[Extract to read — start]

I’ve loved crime fiction since reading The Hound of the Baskervilles as a grammar school boy in Bolton, Lancashire, back in ’59. I went on to read all of Conan Doyle’s other Sherlock Holmes stories, both long and short, before exploring the genre generally.

One of my favourite contemporary crime writers is Martin Edwards, author of the Lake District Mysteries (latest, The Dungeon House) and a series set in Liverpool. He is also a leading authority on the genre and his ground-breaking study of detective fiction The Golden Age of Murder (2015) won the Edgar, Agatha, H.R.F. Keating and Macavity awards.  Martin is Chair of the Crime Writers’ Association and President of the Detection Club.  He is also series consultant to the British Library’s Crime Classics.

So you can imagine how pleased I was to learn from his excellent blog, ‘Do you write under your own name?’, that he’d be hosting an event called ‘Alibis in the Attic’ at Gladstone’s Library, Hawarden, Flintshire, to celebrate the official launch of the British Crime Writing Archives there, over the weekend of Friday 9th June to Sunday 11th June 2017.

I’d met Martin at events quite a few times over the last eight years but this promised to be the best yet, with a great line-up of speakers, and Gladstone’s Library is only just down the road from my home on the Dee Estuary. So, urged on by my partner, Maureen, I booked my place as a non-residential deligate (many from farther afield booked rooms as Gladstone’s is a residential library).

[Extract to read — finish]
[Dataset excerpts — start]

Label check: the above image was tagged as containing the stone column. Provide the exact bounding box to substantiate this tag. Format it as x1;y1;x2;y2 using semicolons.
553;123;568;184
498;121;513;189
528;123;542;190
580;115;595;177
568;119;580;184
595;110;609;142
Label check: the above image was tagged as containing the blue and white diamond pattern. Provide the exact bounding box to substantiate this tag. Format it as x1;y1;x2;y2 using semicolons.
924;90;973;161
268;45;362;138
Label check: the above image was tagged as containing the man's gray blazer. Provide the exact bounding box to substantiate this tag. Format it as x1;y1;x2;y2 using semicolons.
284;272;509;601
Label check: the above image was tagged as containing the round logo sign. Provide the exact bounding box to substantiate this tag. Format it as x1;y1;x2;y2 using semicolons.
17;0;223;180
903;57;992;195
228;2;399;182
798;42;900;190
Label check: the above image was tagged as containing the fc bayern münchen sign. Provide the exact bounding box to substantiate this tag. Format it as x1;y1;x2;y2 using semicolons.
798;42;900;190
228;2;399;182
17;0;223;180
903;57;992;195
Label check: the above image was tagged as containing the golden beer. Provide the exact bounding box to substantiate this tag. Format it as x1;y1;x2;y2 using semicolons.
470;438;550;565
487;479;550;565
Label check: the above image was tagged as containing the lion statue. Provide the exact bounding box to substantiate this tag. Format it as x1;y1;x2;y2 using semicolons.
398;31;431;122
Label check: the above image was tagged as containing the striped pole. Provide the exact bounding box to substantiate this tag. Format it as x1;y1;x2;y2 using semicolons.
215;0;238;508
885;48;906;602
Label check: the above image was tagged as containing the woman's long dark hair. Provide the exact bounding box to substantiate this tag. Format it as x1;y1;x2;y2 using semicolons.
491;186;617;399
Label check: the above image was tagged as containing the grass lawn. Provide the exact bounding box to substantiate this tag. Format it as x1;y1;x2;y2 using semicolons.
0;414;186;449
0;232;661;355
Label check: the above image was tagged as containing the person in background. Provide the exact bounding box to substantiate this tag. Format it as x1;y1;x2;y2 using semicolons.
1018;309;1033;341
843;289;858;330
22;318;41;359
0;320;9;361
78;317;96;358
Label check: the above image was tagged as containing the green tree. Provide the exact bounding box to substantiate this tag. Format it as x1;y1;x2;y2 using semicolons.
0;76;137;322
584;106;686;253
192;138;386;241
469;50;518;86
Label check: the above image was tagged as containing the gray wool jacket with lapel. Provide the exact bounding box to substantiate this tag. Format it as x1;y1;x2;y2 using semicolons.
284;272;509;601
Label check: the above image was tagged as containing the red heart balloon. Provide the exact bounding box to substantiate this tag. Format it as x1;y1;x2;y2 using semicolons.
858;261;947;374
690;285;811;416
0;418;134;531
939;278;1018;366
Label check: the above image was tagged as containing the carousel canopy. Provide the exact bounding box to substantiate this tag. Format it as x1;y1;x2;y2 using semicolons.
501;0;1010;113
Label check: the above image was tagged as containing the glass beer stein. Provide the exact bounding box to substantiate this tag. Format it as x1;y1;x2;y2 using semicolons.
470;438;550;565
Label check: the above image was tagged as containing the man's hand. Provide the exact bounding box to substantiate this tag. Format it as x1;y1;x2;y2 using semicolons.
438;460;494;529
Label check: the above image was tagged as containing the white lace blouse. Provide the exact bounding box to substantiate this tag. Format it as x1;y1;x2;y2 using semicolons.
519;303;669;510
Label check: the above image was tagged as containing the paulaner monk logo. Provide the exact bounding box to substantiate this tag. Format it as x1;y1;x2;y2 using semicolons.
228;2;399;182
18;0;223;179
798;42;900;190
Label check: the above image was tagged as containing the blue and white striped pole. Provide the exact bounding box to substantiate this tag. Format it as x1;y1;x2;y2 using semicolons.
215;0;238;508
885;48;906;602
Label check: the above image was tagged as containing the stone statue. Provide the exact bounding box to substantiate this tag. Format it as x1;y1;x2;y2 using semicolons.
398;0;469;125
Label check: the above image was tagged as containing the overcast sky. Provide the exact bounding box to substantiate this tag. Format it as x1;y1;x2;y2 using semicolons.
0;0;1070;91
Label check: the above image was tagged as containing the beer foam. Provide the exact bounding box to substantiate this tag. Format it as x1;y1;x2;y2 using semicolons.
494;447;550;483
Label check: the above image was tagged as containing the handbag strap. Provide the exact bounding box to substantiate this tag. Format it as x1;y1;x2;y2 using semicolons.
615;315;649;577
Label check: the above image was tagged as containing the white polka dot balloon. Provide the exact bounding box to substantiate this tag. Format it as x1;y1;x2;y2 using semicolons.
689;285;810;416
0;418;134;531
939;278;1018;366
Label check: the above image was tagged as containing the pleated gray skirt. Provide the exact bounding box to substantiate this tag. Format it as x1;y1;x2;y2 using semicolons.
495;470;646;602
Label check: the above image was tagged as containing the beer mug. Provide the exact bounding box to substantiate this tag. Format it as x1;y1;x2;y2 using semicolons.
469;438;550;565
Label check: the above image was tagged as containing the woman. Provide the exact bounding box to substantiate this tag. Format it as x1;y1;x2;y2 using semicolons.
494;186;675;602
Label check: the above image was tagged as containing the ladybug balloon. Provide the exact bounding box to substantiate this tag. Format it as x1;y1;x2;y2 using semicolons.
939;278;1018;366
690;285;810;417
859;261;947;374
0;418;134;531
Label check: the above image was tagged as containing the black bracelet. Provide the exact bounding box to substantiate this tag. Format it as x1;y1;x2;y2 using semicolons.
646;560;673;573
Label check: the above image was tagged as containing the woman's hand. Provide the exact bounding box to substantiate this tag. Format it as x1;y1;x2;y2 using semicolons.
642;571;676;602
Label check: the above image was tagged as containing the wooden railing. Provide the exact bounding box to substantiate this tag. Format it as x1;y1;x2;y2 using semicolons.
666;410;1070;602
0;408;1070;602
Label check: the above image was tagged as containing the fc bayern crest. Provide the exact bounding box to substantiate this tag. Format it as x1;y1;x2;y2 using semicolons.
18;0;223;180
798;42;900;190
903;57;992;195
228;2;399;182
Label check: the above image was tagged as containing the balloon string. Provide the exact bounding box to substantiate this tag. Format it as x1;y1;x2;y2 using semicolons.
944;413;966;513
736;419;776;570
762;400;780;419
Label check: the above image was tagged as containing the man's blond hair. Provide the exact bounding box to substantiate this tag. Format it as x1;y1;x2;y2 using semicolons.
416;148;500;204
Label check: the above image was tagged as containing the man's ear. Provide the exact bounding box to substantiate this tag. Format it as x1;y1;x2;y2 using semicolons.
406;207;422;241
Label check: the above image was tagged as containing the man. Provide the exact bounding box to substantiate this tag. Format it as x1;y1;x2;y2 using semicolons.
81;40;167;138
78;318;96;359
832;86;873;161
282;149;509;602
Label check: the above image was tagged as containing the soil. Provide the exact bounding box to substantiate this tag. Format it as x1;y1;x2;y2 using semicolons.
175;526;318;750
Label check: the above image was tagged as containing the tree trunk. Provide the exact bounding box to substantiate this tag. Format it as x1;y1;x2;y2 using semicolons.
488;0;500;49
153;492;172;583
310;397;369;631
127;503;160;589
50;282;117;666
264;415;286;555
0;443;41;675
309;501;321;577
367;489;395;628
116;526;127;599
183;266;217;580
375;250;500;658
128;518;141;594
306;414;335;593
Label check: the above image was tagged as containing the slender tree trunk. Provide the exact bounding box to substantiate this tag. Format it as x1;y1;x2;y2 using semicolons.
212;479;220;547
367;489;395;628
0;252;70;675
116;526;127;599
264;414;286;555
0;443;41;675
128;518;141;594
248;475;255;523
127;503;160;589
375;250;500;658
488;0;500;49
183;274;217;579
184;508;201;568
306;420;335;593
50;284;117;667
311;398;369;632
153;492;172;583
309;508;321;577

[Dataset excerpts — finish]

Work instructions. Reproduce the portion of the crime fiction text between "One of my favourite" and "Library’s Crime Classics.", inclusive.

Expected answer.
One of my favourite contemporary crime writers is Martin Edwards, author of the Lake District Mysteries (latest, The Dungeon House) and a series set in Liverpool. He is also a leading authority on the genre and his ground-breaking study of detective fiction The Golden Age of Murder (2015) won the Edgar, Agatha, H.R.F. Keating and Macavity awards.  Martin is Chair of the Crime Writers’ Association and President of the Detection Club.  He is also series consultant to the British Library’s Crime Classics.